> [Sección del documento]
= = =

El romance de Alfonsina Storni y Horacio Quiroga.
Mantuvieron una relación en la que los unió la complicidad. El trato entre dos escritores que se veían como pares
Horacio Quiroga trabajaba como crítico cinematográfico (primero en Caras y Caretas, luego en El Hogar), razón por la cual iba muy seguido al cine. Pero nunca disfrutaba tanto esas salidas como cuando iba acompañado de Alfonsina Storni, porque significaba que luego irían a algún café para conversar largamente.
Disfrutaban mucho estar juntos, los unía una complicidad indestructible. Una atracción que, a veces, se manifestaba públicamente. Una noche, en una reunión en una casa de la calle Tronador, donde se reunían los escritores de la época, hubo un juego con prendas. A Horacio y Alfonsina les tocó besar al mismo tiempo las caras de un reloj de cadena que sostenía Horacio. Este rápidamente retiró el reloj en el momento que Alfonsina aproximaba a sus labios. Ese beso fue la confirmación de algo que hasta entonces sólo tenía la consistencia de un rumor.
El escritor uruguayo mencionaba a Alfonsina frecuentemente en sus cartas entre los años 1919 y 1922, ese es el período en el que se presume que la relación fue más intensa. En sus misivas a su amigo José María, la menciona con respeto por su obra, la trata como su igual y solo con el nombre de Alfonsina. Hay testimonios de momentos compartidos por la pareja en la Banda Oriental.

= = =

(Registros guardados)
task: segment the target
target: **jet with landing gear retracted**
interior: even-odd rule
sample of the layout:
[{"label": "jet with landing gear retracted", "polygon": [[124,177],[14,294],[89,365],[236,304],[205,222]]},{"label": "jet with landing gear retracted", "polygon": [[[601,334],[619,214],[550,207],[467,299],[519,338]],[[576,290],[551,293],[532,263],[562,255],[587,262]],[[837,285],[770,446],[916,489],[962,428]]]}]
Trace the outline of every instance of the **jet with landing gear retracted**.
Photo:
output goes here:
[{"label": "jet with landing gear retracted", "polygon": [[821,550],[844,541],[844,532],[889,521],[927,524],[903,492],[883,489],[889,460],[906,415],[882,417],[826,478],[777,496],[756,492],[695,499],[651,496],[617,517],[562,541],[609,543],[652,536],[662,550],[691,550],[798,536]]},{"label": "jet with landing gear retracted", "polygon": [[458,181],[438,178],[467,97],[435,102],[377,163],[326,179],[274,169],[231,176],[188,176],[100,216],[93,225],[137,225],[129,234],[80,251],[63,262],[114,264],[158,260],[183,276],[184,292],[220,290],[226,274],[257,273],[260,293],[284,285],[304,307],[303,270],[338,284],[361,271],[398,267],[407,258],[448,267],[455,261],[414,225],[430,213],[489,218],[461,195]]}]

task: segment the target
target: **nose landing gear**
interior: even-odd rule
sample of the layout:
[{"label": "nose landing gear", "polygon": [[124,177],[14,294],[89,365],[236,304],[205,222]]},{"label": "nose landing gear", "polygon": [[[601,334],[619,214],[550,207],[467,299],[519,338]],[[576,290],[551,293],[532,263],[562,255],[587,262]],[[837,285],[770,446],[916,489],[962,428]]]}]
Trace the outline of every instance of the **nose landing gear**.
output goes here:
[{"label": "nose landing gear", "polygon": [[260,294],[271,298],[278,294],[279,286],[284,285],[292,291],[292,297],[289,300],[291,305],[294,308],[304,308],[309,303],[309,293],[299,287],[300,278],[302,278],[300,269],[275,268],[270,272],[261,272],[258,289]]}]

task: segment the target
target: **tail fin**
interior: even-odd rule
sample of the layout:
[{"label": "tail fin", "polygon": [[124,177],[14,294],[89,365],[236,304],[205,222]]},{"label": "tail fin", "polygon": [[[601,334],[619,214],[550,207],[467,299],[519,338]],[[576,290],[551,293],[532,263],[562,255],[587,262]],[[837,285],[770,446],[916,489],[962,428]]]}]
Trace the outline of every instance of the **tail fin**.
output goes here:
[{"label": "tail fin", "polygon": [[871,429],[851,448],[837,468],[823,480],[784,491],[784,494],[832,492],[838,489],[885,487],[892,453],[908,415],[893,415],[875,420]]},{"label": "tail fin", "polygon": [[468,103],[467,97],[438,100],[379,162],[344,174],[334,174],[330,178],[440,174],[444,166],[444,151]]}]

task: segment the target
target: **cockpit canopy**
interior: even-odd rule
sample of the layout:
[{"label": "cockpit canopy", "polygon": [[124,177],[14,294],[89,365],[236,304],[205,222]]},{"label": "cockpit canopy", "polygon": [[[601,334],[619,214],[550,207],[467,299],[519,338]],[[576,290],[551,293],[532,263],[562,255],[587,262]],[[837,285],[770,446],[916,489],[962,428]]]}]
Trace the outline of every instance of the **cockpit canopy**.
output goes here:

= = =

> [Qué hacer]
**1)** Según el texto sobre Storni y Quiroga, ¿en qué publicaciones trabajó Quiroga como crítico cinematográfico?
**2)** Copia el pasaje del texto sobre Storni y Quiroga que comienza en las palabras "El escritor uruguayo" y termina después de "la Banda Oriental.".
Las entradas no hacen falta para resolver estas tareas.

> [Respuestas]
**1)** Primero en Caras y Caretas y luego en El Hogar.

**2)**
El escritor uruguayo mencionaba a Alfonsina frecuentemente en sus cartas entre los años 1919 y 1922, ese es el período en el que se presume que la relación fue más intensa. En sus misivas a su amigo José María, la menciona con respeto por su obra, la trata como su igual y solo con el nombre de Alfonsina. Hay testimonios de momentos compartidos por la pareja en la Banda Oriental.